:: TEXT FOR ANALYSIS ::
• • •

But it is in all the writing I have been doing, and conversations I've been having, and even a book review I have to work on now, that got me thinking about how philosophy works, and specifically, how philosophy of science works in relation to science. What is it about the particular developments in 20th century, going forward, scientific thought, that has made analytic philosophy the most popular approach, at least within the academy, for thinking about the science. Yesterday, I managed to catch snippets of a web-casted talk by Arne Schirrmacher on the topic of Bohr and the development of atomic physics. One point he made that stayed was about the different approaches to thinking about the atom within the different scientific circles of Western Europe, such as that between France and Germany, and how that shape their particular histories, and therefore, receptivity to certain philosophies.
Therefore, how does one fit together conversations between philosophy and a particular science; including the fact that some philosophers and humanists who are trying to understand the science (or sub-field of a category of science) through the theoretical and philosophical writings of the other humanists/philosophers who are themselves looking directly at a particular science, may think that a subfield of that science is representative of the entire field. Hence, they may think that, just because philosopher D is theorizing from the perspective of complexity science, the same theory is therefore applicable to psychology or genetics, or ecology. Of course, there is no law (scientific or otherwise) against the application of complexity theory to the thinking about these other fields, and the cross-fertilization itself may prove to be enriching. But, there is a definite difference between how one might use the philosophy with great awareness that the specificities of these other fields are not directly related to the science the philosophy is addressing, from using the philosophy to speak to these fields only because you think both sound cool, appear workable in tandem, and you would like to bring them together because the idea of them fit with what you are doing.

• • •

:: SOURCE DATA ::
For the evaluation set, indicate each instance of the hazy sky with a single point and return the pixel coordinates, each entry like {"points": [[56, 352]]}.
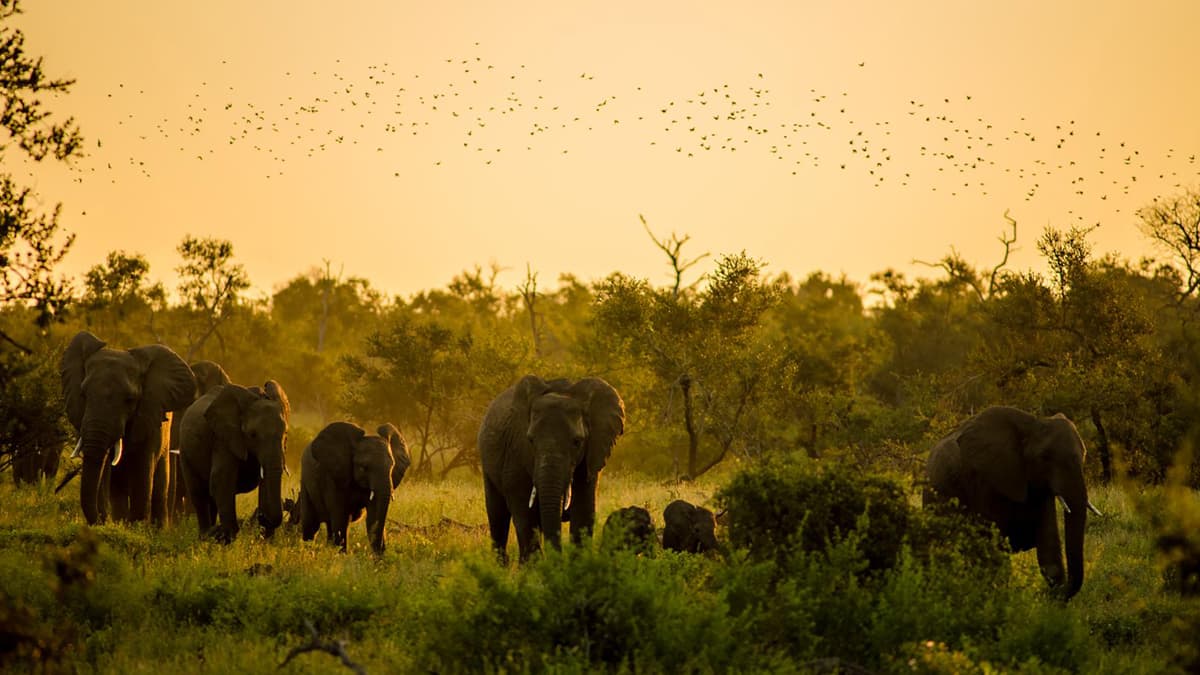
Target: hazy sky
{"points": [[411, 141]]}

• • •

:: USING THE INFORMATION ::
1 > The passage on philosophy of science names a theory and the fields it might be applied to. List the fields named there as ones that complexity theory might be applied to.
2 > Please answer these questions on the passage on philosophy of science:
(a) Who gave the web-casted talk on Bohr and the development of atomic physics?
(b) Which two countries are given as examples of scientific circles in Western Europe?
(c) Which approach does the passage call the most popular within the academy for thinking about the science?
3 > Pick up the passage on philosophy of science after its last sentence and continue it.
The material above comes from a different source than the passage.

:: EXERCISE ANSWERS ::
1 > Psychology, genetics, ecology

2 >
(a) Arne Schirrmacher
(b) France and Germany
(c) Analytic philosophy

3 >
As my own work involves matching up critical theories in the humanities to scientific theories as a process for grounding my own hybrid philosophies, I find myself running asunder, or connecting for the wrong reasons, with some theories that are themselves a fine work fine art, with scintillating observations about scientific enterprises (especially scientific theory and experiment), but do nothing in adding to specific scientific objects. But one can become so enamored by the arguments that,one way or another, this must work, and should work. I am sure I am not alone in thinking this. In the days of natural philosophy, it would have worked wonderfully well, for regardless of certain predisposition towards a particular natural object or way of thinking about that object, at the end of the day, the operating epistemology still came out of natural philosophy, The day the sciences underwent specialzation and subpspecialization, even the most resilient and astute of philosophical analysis can only work within the limits of the reach of the science. Maybe the way forward is to think in terms of the ontology. But the question looms over this too: can there ever be such a thing as a shared ontology in the highly specialized science? Furthermore, is it ingenuous to even think that we can take a science unrelated to a philosophy and then work on them together to then say that we are trying to do something better than the science we don't sufficiently understand? Is there also a problem of upstreaming, as the historians would say, or fitting together of materials that work well in fiction but would fall apart upon actual application to a technology, let's say?
These are questions I will continously be bringing up and addressing as I write my way through the dissertation and other related writing projects.